Input records |
= = = = = = =
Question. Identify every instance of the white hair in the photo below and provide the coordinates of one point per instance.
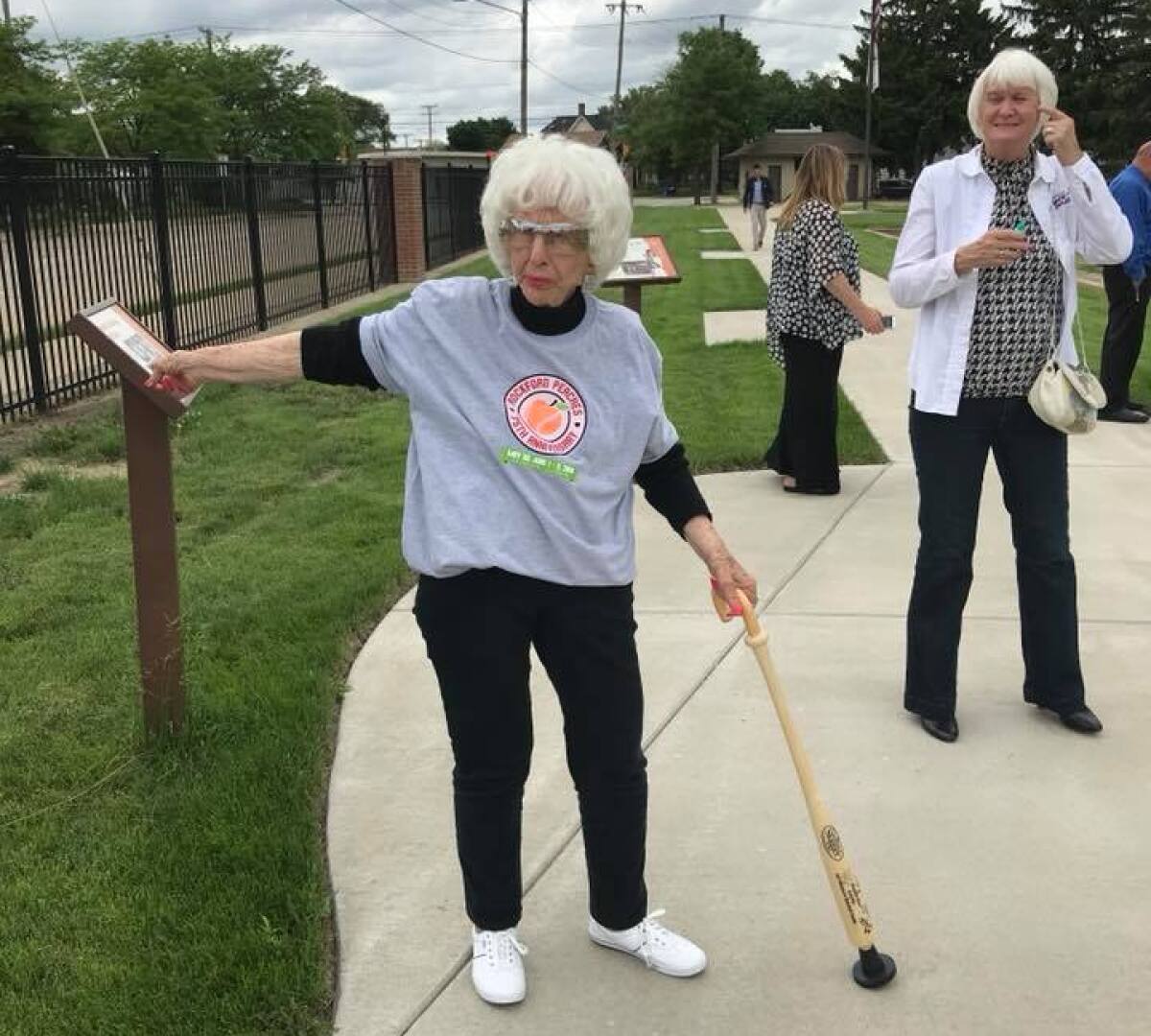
(1012, 68)
(581, 182)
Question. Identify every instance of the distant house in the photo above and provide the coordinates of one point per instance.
(587, 130)
(781, 151)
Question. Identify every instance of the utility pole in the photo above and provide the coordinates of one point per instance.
(523, 72)
(622, 7)
(715, 147)
(873, 43)
(522, 14)
(430, 109)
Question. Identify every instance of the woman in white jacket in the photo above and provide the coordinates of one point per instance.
(988, 251)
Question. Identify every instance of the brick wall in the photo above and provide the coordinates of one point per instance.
(411, 260)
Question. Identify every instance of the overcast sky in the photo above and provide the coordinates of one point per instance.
(570, 40)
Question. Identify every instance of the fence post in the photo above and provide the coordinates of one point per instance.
(22, 253)
(320, 252)
(452, 212)
(162, 248)
(427, 236)
(253, 245)
(367, 227)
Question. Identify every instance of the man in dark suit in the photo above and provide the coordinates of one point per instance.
(757, 200)
(1128, 287)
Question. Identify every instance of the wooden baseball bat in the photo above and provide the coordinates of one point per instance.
(873, 968)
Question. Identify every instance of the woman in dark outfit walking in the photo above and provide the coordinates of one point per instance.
(814, 306)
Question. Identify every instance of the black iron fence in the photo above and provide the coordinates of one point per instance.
(452, 212)
(200, 251)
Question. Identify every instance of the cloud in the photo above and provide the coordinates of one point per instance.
(570, 40)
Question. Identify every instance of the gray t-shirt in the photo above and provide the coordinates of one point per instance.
(524, 446)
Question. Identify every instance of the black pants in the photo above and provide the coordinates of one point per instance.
(951, 454)
(1127, 314)
(478, 628)
(805, 444)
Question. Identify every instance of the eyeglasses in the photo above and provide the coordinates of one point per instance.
(561, 240)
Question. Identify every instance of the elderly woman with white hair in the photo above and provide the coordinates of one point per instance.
(988, 251)
(534, 408)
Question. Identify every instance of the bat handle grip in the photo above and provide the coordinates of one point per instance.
(874, 970)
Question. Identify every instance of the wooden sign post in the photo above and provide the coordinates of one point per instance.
(647, 262)
(129, 346)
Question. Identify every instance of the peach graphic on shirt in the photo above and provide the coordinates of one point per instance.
(546, 413)
(542, 417)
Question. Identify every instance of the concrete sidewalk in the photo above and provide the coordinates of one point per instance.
(1005, 873)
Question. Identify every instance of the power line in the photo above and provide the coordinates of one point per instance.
(431, 109)
(563, 82)
(620, 62)
(421, 39)
(429, 17)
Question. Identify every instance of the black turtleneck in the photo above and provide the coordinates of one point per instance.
(550, 320)
(333, 355)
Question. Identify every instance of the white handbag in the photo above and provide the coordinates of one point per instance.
(1068, 397)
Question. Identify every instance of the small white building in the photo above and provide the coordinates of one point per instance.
(778, 155)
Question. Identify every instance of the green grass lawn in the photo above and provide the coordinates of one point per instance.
(179, 887)
(878, 251)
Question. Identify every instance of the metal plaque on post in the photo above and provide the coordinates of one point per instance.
(646, 262)
(132, 350)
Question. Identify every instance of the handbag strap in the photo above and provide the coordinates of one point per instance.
(1077, 331)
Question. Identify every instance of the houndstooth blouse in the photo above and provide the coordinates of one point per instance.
(1018, 308)
(806, 256)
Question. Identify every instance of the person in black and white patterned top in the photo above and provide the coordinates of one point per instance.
(988, 251)
(1018, 308)
(814, 306)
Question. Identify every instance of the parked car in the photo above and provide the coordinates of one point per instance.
(896, 187)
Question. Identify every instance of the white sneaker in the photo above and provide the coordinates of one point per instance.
(498, 966)
(655, 945)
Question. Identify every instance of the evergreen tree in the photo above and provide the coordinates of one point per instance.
(33, 101)
(930, 53)
(1093, 51)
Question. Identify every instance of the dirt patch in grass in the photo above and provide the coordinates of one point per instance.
(22, 471)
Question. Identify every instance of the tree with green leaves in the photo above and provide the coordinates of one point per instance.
(1098, 51)
(713, 95)
(481, 133)
(208, 98)
(930, 53)
(145, 96)
(33, 101)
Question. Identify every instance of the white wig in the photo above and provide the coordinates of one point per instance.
(581, 182)
(1012, 68)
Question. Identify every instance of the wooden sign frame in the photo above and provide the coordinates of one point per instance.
(129, 348)
(647, 262)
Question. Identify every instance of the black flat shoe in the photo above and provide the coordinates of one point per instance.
(1081, 720)
(1125, 415)
(945, 730)
(811, 490)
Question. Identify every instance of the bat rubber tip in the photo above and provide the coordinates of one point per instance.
(874, 970)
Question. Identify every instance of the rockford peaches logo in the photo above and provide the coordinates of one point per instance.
(546, 413)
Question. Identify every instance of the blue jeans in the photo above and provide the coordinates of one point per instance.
(951, 454)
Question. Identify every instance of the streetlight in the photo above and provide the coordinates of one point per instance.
(523, 56)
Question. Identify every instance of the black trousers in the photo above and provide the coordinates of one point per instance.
(805, 446)
(1127, 315)
(951, 454)
(478, 628)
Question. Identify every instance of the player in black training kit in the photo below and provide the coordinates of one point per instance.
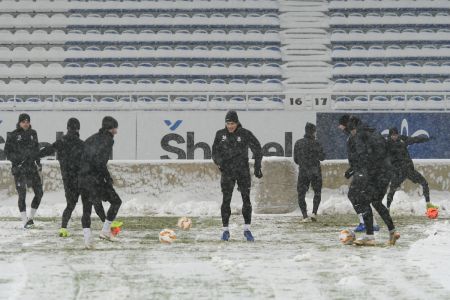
(307, 155)
(69, 149)
(230, 154)
(22, 149)
(403, 166)
(370, 179)
(95, 182)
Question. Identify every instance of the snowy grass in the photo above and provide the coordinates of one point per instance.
(289, 260)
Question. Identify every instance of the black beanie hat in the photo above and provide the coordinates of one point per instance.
(23, 117)
(232, 117)
(392, 131)
(109, 123)
(73, 124)
(310, 128)
(344, 120)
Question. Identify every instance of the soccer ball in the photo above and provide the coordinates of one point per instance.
(347, 236)
(167, 236)
(184, 223)
(432, 213)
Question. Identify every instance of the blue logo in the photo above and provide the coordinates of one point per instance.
(173, 126)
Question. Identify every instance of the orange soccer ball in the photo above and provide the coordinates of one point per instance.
(184, 223)
(115, 231)
(432, 213)
(167, 236)
(347, 236)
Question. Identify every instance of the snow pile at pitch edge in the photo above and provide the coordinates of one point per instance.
(432, 254)
(207, 202)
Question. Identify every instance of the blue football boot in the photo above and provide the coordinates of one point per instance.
(225, 235)
(360, 228)
(248, 235)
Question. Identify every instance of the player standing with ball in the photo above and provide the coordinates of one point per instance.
(230, 154)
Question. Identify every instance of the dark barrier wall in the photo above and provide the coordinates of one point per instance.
(436, 125)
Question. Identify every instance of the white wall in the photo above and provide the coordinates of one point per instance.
(140, 133)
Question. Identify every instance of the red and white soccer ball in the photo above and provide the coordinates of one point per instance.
(167, 236)
(347, 236)
(184, 223)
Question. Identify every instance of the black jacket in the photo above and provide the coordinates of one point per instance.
(230, 150)
(69, 149)
(398, 150)
(22, 150)
(308, 153)
(96, 152)
(370, 151)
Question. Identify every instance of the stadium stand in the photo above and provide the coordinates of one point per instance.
(216, 54)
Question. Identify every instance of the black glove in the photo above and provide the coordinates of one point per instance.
(349, 173)
(258, 173)
(109, 180)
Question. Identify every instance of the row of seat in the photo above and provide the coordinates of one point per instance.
(143, 102)
(389, 5)
(385, 98)
(389, 63)
(139, 72)
(146, 80)
(429, 29)
(393, 87)
(142, 62)
(139, 50)
(58, 19)
(144, 85)
(124, 5)
(390, 102)
(392, 81)
(59, 37)
(395, 14)
(389, 46)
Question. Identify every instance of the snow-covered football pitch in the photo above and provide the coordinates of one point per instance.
(289, 260)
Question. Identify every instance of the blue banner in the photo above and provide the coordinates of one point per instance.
(436, 125)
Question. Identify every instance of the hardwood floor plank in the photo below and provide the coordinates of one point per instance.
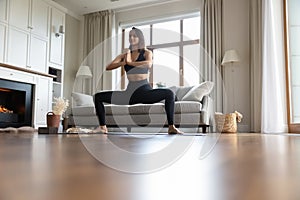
(240, 166)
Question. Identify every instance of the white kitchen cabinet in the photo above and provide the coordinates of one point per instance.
(3, 10)
(57, 40)
(18, 43)
(19, 13)
(39, 19)
(43, 91)
(38, 54)
(3, 35)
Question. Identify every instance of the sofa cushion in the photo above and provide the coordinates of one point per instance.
(181, 91)
(159, 108)
(198, 91)
(80, 99)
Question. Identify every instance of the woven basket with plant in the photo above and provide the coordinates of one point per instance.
(227, 123)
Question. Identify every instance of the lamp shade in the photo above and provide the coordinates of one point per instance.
(84, 72)
(230, 56)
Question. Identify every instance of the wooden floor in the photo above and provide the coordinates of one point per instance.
(240, 166)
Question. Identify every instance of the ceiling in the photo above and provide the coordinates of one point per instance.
(81, 7)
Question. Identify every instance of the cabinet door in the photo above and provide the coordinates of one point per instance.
(43, 99)
(40, 18)
(38, 54)
(3, 39)
(17, 50)
(19, 13)
(56, 42)
(3, 10)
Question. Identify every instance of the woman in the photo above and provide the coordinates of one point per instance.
(136, 61)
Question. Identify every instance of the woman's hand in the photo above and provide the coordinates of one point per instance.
(128, 58)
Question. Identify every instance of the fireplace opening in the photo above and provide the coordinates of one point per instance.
(15, 104)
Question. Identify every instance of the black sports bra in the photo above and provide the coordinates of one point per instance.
(137, 70)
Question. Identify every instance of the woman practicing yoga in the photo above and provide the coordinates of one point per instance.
(136, 61)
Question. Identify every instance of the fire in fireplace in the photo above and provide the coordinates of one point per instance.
(15, 104)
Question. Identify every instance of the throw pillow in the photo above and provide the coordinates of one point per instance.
(82, 99)
(198, 91)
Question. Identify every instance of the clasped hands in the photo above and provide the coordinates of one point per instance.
(127, 56)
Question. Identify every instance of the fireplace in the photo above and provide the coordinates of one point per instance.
(15, 104)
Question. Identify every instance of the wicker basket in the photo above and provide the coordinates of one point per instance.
(227, 123)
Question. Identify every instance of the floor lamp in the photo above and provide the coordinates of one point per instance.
(84, 72)
(230, 57)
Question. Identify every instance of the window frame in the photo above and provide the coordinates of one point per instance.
(153, 47)
(292, 127)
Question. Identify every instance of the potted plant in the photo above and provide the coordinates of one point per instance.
(59, 107)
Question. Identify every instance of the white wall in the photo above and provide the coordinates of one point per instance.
(72, 62)
(157, 11)
(237, 77)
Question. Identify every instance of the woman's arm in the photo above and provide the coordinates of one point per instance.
(147, 63)
(117, 62)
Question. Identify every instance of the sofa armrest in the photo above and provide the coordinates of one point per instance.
(207, 109)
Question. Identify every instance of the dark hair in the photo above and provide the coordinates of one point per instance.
(140, 35)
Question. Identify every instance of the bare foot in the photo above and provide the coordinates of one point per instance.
(173, 130)
(100, 129)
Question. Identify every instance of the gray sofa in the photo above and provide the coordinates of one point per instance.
(193, 108)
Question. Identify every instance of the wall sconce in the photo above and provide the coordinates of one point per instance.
(60, 31)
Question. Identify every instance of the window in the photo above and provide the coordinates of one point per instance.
(176, 50)
(292, 31)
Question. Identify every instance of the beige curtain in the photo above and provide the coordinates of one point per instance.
(256, 63)
(211, 55)
(97, 48)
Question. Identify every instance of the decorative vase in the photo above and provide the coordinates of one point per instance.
(53, 120)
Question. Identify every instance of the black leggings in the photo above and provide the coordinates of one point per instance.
(136, 92)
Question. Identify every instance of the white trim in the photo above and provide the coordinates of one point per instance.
(56, 5)
(159, 19)
(143, 5)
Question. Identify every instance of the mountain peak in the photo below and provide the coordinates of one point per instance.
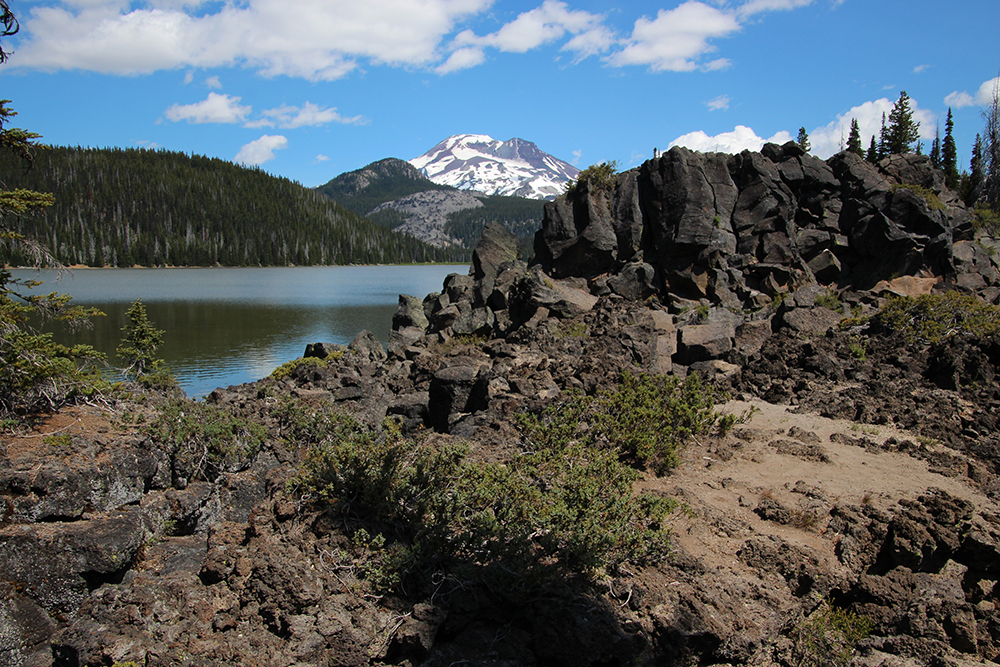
(515, 167)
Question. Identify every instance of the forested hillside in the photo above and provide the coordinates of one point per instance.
(122, 207)
(393, 180)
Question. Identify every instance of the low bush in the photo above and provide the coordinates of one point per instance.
(600, 177)
(205, 440)
(555, 508)
(932, 318)
(647, 418)
(829, 637)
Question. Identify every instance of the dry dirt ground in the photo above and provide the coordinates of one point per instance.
(805, 463)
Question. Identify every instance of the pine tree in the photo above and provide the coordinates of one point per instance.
(949, 155)
(883, 140)
(803, 140)
(872, 155)
(902, 131)
(977, 175)
(991, 149)
(936, 149)
(854, 139)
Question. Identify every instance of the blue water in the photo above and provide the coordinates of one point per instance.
(230, 326)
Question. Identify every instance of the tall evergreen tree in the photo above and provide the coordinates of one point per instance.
(991, 148)
(803, 140)
(949, 155)
(977, 173)
(902, 131)
(872, 155)
(935, 154)
(854, 139)
(883, 140)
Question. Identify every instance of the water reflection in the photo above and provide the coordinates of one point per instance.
(228, 326)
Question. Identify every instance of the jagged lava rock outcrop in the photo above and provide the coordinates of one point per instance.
(739, 229)
(693, 262)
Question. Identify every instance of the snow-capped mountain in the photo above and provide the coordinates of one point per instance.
(515, 168)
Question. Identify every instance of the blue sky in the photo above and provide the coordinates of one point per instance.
(309, 89)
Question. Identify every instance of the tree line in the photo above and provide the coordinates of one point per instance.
(125, 207)
(899, 133)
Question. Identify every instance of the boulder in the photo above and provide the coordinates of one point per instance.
(409, 313)
(496, 247)
(456, 389)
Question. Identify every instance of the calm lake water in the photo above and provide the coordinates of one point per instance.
(229, 326)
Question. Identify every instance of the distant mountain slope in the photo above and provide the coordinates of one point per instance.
(119, 207)
(364, 189)
(393, 193)
(478, 162)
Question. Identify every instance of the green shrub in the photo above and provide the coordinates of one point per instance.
(830, 299)
(36, 372)
(600, 177)
(647, 418)
(548, 511)
(933, 318)
(288, 369)
(829, 637)
(205, 440)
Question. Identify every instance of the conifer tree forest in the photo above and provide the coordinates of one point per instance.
(125, 207)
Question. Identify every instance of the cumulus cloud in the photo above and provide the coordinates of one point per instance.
(757, 6)
(676, 38)
(463, 58)
(313, 39)
(826, 140)
(740, 139)
(323, 40)
(215, 108)
(308, 115)
(982, 97)
(543, 25)
(720, 102)
(261, 150)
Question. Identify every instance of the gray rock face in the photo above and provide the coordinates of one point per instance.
(729, 227)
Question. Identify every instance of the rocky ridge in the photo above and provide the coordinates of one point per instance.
(731, 266)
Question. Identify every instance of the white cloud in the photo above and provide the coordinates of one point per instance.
(215, 108)
(720, 102)
(463, 58)
(548, 23)
(676, 38)
(757, 6)
(261, 150)
(826, 140)
(311, 115)
(982, 97)
(314, 39)
(959, 100)
(740, 139)
(322, 40)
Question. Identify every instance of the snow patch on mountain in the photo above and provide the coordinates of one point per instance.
(478, 162)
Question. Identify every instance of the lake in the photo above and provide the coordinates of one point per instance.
(230, 326)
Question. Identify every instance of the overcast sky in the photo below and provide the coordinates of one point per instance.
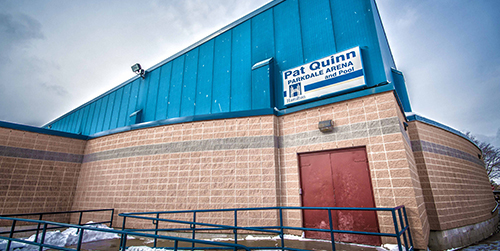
(57, 55)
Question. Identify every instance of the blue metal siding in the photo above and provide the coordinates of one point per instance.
(189, 83)
(123, 115)
(163, 91)
(174, 100)
(109, 111)
(361, 32)
(317, 29)
(222, 73)
(134, 93)
(288, 43)
(88, 126)
(102, 114)
(205, 76)
(116, 109)
(262, 36)
(215, 75)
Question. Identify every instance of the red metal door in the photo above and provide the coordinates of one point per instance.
(348, 178)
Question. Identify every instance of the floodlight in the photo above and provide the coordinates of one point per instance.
(138, 70)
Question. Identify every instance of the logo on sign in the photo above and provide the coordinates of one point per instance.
(335, 73)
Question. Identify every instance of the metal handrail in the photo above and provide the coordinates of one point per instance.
(123, 234)
(496, 207)
(37, 229)
(398, 214)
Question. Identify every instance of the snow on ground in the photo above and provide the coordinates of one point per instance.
(62, 239)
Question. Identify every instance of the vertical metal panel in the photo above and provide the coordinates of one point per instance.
(163, 90)
(63, 124)
(123, 116)
(317, 29)
(74, 121)
(189, 83)
(204, 83)
(262, 37)
(95, 117)
(288, 43)
(317, 191)
(84, 121)
(353, 188)
(78, 127)
(174, 102)
(261, 84)
(150, 109)
(142, 95)
(116, 109)
(262, 48)
(338, 178)
(134, 93)
(222, 73)
(90, 117)
(241, 66)
(354, 26)
(109, 111)
(67, 122)
(102, 114)
(383, 43)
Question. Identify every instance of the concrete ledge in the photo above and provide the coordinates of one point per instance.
(462, 236)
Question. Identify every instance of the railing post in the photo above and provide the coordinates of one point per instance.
(176, 244)
(194, 229)
(156, 229)
(80, 238)
(42, 240)
(112, 215)
(124, 236)
(331, 228)
(124, 242)
(395, 220)
(409, 232)
(281, 230)
(402, 228)
(11, 235)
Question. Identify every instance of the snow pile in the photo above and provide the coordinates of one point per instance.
(68, 237)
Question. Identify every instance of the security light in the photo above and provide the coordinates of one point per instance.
(138, 70)
(326, 126)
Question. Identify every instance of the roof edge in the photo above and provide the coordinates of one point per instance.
(187, 49)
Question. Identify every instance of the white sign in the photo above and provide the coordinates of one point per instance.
(338, 72)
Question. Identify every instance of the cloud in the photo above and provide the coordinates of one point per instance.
(57, 89)
(18, 30)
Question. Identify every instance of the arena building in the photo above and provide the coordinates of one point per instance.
(299, 103)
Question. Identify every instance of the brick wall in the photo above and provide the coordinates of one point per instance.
(455, 185)
(200, 165)
(372, 121)
(38, 172)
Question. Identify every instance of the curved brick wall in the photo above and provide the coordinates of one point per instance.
(249, 162)
(38, 172)
(456, 188)
(200, 165)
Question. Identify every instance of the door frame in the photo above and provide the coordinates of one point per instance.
(331, 150)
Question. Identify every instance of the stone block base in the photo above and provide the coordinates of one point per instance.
(462, 236)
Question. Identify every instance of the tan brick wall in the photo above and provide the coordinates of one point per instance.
(184, 174)
(455, 185)
(35, 172)
(392, 166)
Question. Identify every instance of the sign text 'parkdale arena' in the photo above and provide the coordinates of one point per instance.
(335, 73)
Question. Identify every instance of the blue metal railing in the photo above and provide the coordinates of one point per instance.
(124, 234)
(399, 216)
(40, 218)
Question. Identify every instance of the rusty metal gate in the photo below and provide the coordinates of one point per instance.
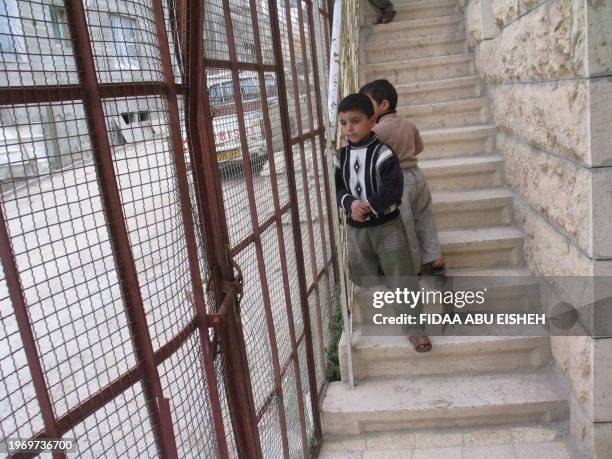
(166, 237)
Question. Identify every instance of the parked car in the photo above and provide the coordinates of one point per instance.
(225, 120)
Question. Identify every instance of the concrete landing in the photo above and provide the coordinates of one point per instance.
= = = = = = =
Challenge | Word for word, restate the lines from the one containing "Question. Identify every instance of the blue metal railing" through the end of the listing, and nothing more. Skip the pictures.

Solved problem |
Question. Identify every instance of the blue metal railing in the photo above and provide the coordinates of one point per instance.
(124, 234)
(399, 216)
(40, 218)
Question. Identify every instance of the rusty metal gate in the photo below and provide the coordinates of one point per instance.
(166, 237)
Question. Identify every instance of the parked car in the photo above and provide the coordinates of one point per instance.
(225, 120)
Question. Identify every instance of the concrete landing in the photo above and provide the coordinates of one point per instance.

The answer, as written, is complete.